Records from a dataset
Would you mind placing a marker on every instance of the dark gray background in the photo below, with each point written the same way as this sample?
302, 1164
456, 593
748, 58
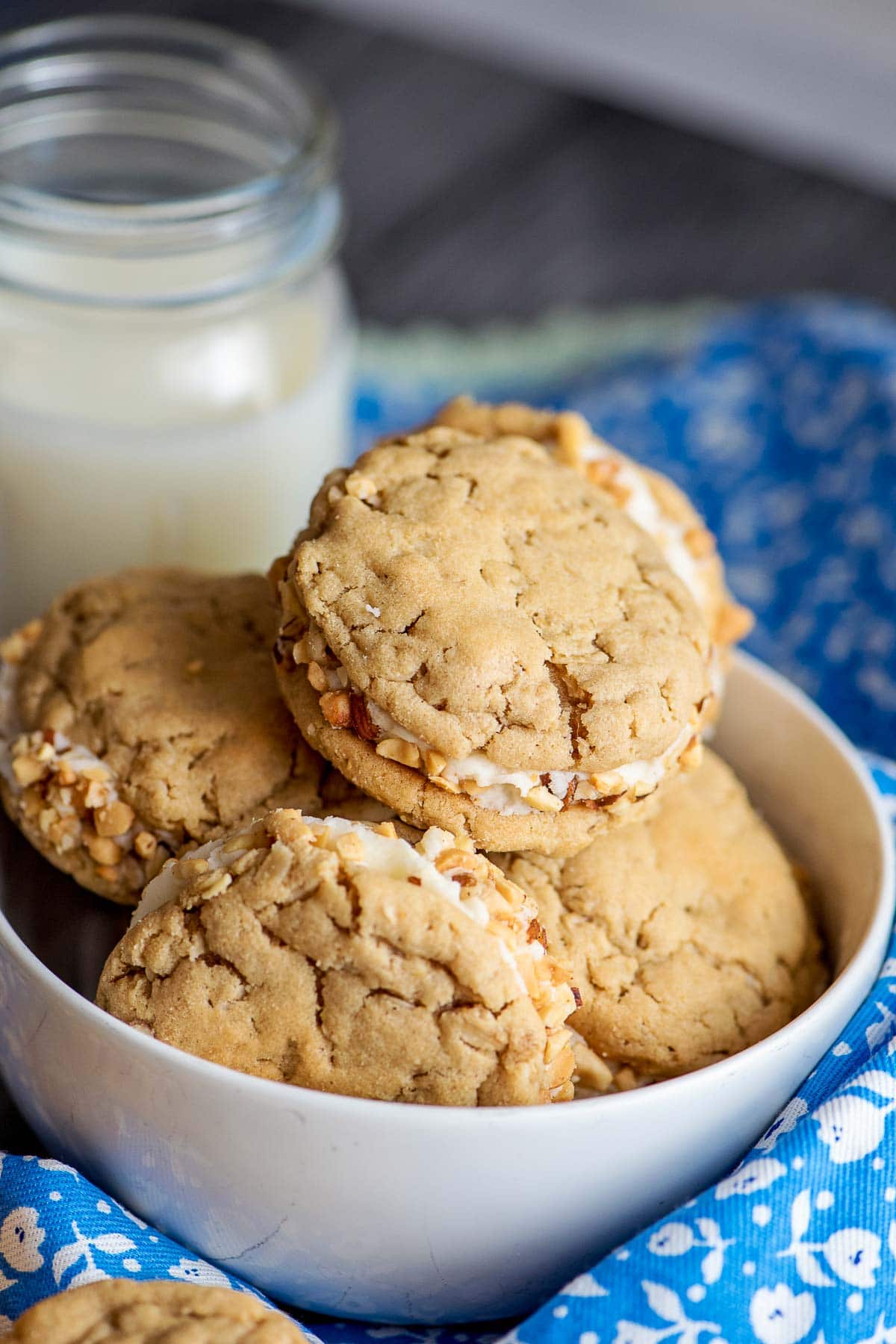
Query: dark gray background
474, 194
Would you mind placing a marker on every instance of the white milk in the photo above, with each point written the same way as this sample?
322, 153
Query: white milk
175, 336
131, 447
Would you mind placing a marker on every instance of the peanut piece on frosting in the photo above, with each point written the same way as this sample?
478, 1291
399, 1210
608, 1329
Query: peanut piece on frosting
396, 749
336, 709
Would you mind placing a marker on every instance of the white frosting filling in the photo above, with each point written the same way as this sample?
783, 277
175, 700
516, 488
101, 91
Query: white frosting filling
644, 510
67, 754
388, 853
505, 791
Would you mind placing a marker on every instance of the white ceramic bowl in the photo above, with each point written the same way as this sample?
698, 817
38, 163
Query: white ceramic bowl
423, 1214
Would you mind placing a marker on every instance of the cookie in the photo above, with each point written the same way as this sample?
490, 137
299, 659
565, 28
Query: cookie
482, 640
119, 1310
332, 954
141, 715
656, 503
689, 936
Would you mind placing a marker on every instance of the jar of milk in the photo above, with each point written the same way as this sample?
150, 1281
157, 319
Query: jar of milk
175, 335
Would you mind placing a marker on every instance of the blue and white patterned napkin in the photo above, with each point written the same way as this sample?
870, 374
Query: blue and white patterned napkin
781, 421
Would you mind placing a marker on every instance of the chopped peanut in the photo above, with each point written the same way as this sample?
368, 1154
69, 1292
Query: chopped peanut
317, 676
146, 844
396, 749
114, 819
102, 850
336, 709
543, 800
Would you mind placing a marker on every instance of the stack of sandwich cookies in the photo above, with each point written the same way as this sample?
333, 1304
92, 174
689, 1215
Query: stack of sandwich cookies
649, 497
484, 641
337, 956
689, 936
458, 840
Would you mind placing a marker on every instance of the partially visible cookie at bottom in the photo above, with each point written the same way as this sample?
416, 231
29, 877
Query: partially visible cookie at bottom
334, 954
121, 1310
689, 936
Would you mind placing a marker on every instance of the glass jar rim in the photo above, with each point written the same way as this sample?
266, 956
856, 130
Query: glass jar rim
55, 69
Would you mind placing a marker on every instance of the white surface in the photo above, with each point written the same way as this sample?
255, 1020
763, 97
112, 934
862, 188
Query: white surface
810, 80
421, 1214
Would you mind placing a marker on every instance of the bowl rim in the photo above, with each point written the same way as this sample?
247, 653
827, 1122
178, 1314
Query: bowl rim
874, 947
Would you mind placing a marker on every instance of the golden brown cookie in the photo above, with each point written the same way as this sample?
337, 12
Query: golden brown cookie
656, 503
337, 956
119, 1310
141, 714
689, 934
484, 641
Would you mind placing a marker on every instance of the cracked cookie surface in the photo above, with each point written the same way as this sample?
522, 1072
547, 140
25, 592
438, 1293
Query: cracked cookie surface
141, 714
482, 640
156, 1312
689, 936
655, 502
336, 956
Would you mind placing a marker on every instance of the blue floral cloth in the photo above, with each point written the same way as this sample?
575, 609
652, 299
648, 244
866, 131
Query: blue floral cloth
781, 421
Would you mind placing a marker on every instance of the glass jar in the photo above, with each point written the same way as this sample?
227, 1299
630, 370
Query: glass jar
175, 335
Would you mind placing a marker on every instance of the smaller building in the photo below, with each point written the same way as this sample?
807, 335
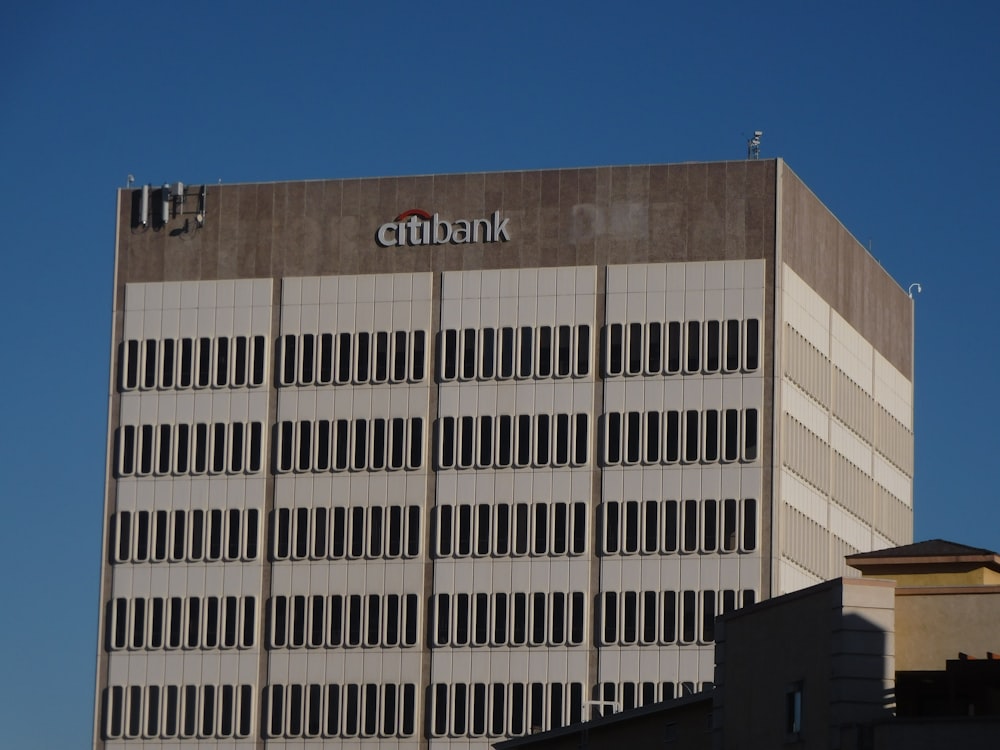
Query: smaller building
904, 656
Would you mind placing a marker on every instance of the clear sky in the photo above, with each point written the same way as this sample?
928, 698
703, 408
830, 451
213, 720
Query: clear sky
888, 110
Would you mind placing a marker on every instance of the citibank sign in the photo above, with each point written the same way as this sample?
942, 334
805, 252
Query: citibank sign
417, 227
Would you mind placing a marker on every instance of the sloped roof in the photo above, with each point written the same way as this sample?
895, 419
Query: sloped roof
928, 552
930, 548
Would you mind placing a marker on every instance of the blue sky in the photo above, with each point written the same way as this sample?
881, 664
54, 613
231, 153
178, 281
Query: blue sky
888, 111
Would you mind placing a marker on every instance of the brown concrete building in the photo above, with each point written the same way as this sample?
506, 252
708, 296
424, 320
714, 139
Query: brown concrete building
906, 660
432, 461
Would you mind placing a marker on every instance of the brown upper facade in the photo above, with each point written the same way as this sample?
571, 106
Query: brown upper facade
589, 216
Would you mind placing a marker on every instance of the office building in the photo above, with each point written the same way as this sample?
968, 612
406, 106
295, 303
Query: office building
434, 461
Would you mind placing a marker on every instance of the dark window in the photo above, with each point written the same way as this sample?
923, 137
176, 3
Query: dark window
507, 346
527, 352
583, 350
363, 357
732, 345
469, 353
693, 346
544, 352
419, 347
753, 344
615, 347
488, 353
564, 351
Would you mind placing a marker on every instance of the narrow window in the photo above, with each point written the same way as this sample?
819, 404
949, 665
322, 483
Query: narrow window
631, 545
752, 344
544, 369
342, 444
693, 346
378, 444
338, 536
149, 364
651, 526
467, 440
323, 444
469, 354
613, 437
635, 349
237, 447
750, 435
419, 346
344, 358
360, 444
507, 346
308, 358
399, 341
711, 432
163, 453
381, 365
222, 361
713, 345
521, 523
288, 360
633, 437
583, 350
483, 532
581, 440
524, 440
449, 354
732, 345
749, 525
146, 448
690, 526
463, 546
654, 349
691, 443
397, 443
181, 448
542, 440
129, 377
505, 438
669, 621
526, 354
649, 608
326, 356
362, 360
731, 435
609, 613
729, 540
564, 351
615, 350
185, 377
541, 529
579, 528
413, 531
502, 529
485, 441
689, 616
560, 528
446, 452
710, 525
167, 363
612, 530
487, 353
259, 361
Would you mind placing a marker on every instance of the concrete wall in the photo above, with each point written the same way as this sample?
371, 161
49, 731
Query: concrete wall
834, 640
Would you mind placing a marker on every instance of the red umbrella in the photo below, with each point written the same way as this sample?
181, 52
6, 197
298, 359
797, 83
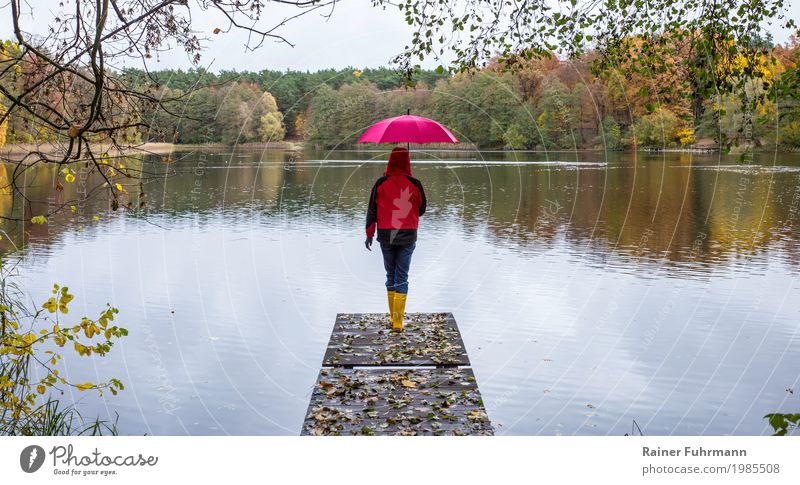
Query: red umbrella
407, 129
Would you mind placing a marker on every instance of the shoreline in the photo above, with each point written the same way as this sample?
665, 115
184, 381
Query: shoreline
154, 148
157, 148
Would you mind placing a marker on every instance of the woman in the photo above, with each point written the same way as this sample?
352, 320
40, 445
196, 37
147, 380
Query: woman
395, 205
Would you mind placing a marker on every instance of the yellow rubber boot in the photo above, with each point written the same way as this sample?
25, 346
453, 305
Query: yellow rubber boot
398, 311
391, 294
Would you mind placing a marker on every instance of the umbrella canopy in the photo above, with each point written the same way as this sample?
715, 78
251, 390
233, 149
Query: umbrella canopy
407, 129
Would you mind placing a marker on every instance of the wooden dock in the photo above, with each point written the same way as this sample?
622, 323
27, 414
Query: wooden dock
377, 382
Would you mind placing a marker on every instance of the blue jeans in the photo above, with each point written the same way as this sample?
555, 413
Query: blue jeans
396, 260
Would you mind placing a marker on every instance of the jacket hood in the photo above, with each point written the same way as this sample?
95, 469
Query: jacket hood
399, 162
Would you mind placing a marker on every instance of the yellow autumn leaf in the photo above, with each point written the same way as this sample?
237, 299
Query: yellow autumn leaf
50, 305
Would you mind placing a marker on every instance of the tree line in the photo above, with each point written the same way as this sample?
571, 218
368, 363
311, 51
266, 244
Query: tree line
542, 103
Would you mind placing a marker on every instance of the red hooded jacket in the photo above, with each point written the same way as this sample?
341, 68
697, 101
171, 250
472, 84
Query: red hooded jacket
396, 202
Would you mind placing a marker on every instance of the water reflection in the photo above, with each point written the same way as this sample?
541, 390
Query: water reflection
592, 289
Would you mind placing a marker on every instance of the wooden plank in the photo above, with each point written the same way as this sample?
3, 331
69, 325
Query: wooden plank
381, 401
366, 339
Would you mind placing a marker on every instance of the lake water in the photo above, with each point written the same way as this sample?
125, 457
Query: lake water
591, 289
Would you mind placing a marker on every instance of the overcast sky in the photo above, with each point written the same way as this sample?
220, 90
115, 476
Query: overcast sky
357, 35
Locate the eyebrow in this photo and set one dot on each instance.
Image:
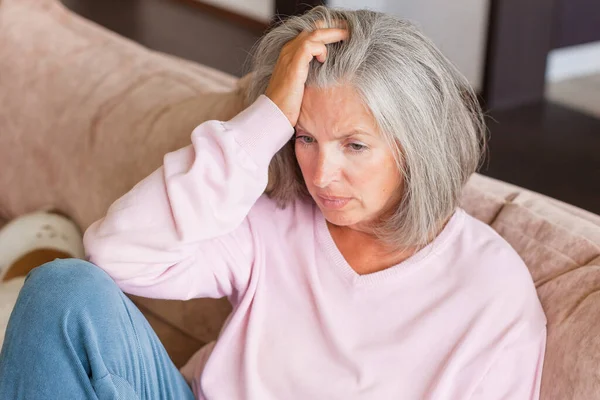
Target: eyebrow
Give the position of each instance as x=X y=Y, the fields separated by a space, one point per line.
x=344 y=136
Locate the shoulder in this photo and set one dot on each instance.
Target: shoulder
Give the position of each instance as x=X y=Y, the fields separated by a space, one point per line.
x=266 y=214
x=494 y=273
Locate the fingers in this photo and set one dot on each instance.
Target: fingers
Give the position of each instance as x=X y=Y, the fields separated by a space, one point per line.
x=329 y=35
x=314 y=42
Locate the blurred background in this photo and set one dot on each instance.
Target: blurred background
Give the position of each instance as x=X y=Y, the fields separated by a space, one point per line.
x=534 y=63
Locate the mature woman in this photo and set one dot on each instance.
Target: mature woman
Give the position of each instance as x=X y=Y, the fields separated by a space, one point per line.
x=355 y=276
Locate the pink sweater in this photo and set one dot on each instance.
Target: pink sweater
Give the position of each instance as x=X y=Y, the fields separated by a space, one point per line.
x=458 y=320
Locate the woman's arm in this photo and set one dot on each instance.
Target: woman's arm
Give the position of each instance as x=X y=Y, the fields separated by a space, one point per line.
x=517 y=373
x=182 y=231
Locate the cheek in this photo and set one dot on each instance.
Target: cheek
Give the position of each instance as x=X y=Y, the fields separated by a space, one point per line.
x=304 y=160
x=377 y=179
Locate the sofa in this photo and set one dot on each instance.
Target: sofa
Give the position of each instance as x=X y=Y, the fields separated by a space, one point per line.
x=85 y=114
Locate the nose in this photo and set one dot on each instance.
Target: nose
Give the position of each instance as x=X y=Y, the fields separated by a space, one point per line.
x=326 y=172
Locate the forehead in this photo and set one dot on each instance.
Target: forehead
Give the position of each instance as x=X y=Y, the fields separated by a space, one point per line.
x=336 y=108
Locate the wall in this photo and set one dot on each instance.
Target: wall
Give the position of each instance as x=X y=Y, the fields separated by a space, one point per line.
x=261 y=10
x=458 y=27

> Exercise requirements
Search the records for the string "sweater" and, wherever a line contains it, please copy that line.

> Answer for this exercise
Locate the pink sweater in this photo and set one dot on each instance.
Target: pink sweater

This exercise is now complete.